* BEGIN Given entries *
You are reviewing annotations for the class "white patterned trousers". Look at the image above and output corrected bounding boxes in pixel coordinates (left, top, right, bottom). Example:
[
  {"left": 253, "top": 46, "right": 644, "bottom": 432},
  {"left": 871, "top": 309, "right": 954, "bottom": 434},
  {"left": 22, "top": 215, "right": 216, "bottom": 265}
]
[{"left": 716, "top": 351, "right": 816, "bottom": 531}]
* END Given entries *
## Given task
Present each line of the data above as a Markdown table with the columns Row and Line, numbering the rows and omitting blank lines.

## Answer for the task
| Row | Line |
|---|---|
| 1 | You are reviewing annotations for the class "white patterned trousers". Look at the image above and output corrected bounding boxes in pixel coordinates (left, top, right, bottom). Example: |
| 2 | [ |
| 3 |   {"left": 253, "top": 46, "right": 644, "bottom": 432}, |
| 4 |   {"left": 871, "top": 309, "right": 954, "bottom": 434}, |
| 5 |   {"left": 22, "top": 215, "right": 216, "bottom": 265} |
| 6 | ] |
| 7 | [{"left": 716, "top": 351, "right": 816, "bottom": 531}] |